Outline annotation records
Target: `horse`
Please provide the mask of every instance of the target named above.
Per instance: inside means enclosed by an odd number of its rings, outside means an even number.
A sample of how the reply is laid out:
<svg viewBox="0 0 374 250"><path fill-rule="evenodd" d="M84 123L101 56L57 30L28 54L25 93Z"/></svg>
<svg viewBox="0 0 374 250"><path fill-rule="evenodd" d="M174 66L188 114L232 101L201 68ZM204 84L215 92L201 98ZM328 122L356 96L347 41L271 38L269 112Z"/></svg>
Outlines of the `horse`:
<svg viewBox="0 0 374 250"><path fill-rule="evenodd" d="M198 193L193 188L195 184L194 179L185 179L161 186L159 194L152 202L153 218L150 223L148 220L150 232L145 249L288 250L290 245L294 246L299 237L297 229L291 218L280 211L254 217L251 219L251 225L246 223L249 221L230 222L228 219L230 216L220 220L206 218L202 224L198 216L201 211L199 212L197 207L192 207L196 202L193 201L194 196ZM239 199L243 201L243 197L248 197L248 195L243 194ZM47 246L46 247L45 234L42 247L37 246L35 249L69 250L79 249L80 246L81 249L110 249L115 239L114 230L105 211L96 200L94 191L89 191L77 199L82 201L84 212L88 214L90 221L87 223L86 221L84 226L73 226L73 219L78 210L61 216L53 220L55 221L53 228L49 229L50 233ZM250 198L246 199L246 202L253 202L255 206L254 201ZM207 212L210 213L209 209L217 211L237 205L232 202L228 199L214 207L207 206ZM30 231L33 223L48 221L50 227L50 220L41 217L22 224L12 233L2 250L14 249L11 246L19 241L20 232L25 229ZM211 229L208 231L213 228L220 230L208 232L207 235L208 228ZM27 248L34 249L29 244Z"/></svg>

▶ EXERCISE GOAL
Rewrite all the lines above as a JSON list of strings, one string per line, leaving out any blank lines.

▶ CORRECT RESPONSE
[
  "Target: `horse`",
  "Please provide the mask of every instance of the target named above.",
  "Per instance: inside means enclosed by an odd number of its rings, outside means an even number.",
  "A sample of how the reply is laid out:",
  "<svg viewBox=\"0 0 374 250\"><path fill-rule=\"evenodd\" d=\"M84 123L101 56L57 30L28 54L25 93Z\"/></svg>",
  "<svg viewBox=\"0 0 374 250\"><path fill-rule=\"evenodd\" d=\"M174 66L188 114L232 101L201 68ZM204 84L215 92L201 98ZM328 122L356 96L347 41L271 38L269 112Z\"/></svg>",
  "Outlines of the `horse`:",
  "<svg viewBox=\"0 0 374 250\"><path fill-rule=\"evenodd\" d=\"M198 193L193 188L195 184L194 179L185 179L161 186L159 194L152 202L153 218L150 223L148 220L150 232L145 249L288 250L290 245L294 246L299 237L297 229L291 218L280 211L254 217L251 219L251 225L246 223L249 221L230 222L228 219L230 216L220 220L206 218L202 224L198 216L201 211L199 212L197 207L192 207L196 202L193 201L194 196ZM239 199L243 201L243 197L248 197L248 195L243 194ZM47 246L46 247L45 234L42 247L37 246L35 249L69 250L79 249L80 246L81 249L110 249L115 239L114 230L105 211L96 200L94 191L89 191L77 199L82 201L84 212L88 214L90 221L87 223L86 221L84 226L73 226L73 219L78 210L61 216L53 220L55 221L53 228L49 229L50 233ZM250 198L246 199L246 202L253 202L255 206L254 201ZM207 212L210 213L209 209L217 211L237 205L232 202L228 199L214 207L207 206ZM30 231L33 223L48 221L50 227L50 220L41 217L22 224L12 233L2 250L14 249L11 246L19 241L20 232L25 229ZM211 229L208 231L213 228L220 230L208 232L207 235L208 228ZM27 248L34 249L29 244Z\"/></svg>"
]